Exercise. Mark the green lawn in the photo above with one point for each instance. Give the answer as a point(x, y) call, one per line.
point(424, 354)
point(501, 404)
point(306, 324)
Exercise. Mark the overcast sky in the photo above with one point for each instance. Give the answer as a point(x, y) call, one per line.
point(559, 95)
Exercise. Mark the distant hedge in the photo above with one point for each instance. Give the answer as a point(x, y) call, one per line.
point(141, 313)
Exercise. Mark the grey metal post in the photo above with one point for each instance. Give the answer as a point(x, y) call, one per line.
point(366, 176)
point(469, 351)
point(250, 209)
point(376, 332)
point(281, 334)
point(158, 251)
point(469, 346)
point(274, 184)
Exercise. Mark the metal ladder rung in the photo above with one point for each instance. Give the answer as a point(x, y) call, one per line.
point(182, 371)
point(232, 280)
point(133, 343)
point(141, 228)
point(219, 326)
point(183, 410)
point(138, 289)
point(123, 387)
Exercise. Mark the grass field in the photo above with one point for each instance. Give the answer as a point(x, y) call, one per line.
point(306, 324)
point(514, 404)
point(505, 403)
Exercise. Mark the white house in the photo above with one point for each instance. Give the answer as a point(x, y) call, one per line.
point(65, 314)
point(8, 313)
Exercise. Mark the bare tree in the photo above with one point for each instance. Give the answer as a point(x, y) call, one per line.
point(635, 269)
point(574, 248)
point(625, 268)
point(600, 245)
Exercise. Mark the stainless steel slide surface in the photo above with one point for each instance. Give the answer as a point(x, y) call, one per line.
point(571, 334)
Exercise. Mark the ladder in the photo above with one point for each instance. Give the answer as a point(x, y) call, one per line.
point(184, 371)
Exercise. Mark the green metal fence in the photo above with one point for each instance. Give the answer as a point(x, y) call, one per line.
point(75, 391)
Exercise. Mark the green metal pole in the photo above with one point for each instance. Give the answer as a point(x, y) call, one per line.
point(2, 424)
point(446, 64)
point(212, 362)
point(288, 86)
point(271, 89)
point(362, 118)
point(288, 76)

WORK REQUIRED >> Print the whole listing again, exactly.

ANSWER >>
Exercise. Mark the green lawn in the photo above with one point for each instance. Give the answer as a point(x, y) call, one per line.
point(424, 354)
point(501, 404)
point(306, 324)
Exercise. Mark the overcast sky in the photo above with one point for each instance. Give the answer as a point(x, y) call, one per line.
point(559, 95)
Exercise. Mark the distant hedge in the photo above with one point for each instance. Give the answer as a point(x, y) call, one per line.
point(141, 313)
Exercise. Mark the grey metal post in the photo above with one point for each instance. Give the answer as a point(x, y) call, one per line.
point(366, 176)
point(469, 351)
point(250, 209)
point(376, 332)
point(281, 334)
point(158, 251)
point(469, 346)
point(274, 184)
Exercise. Mark the metal ladder rung in the photo above with one point for each instance. Give the answer as a point(x, y) call, one per line.
point(182, 371)
point(232, 280)
point(133, 343)
point(141, 228)
point(219, 326)
point(183, 410)
point(138, 289)
point(123, 387)
Exercise. Mark the grass field in the photo above with one point for each instance. Give the answer as a point(x, y) call, one per line.
point(306, 324)
point(514, 404)
point(505, 403)
Exercise. Mark the white house in the photo above with one point for each instance. Give the answer as a point(x, y) call, one per line.
point(65, 314)
point(8, 313)
Exercise. Mark the bare tree in the photo above with one point for each instance. Give the answer as a point(x, y) call, one per line.
point(635, 269)
point(574, 248)
point(625, 268)
point(600, 245)
Exercise. Mark the stainless steel slide surface in the photo above with one point for each instance. Give the answer as a point(x, y) call, one per line.
point(571, 334)
Exercise. Mark the ladder in the photo above with one point for each instance. Give the answer as a point(x, y) call, one per line.
point(184, 371)
Exercise. Mark the green metal fence in the photo above with one point for each instance. Give the answer as a point(x, y) call, one per line.
point(75, 391)
Exercise. Mark the green metal pole in the photo above with one point for each instance. Give the answer as a point(x, y) call, one per line.
point(2, 424)
point(446, 64)
point(212, 362)
point(288, 86)
point(271, 89)
point(362, 118)
point(288, 76)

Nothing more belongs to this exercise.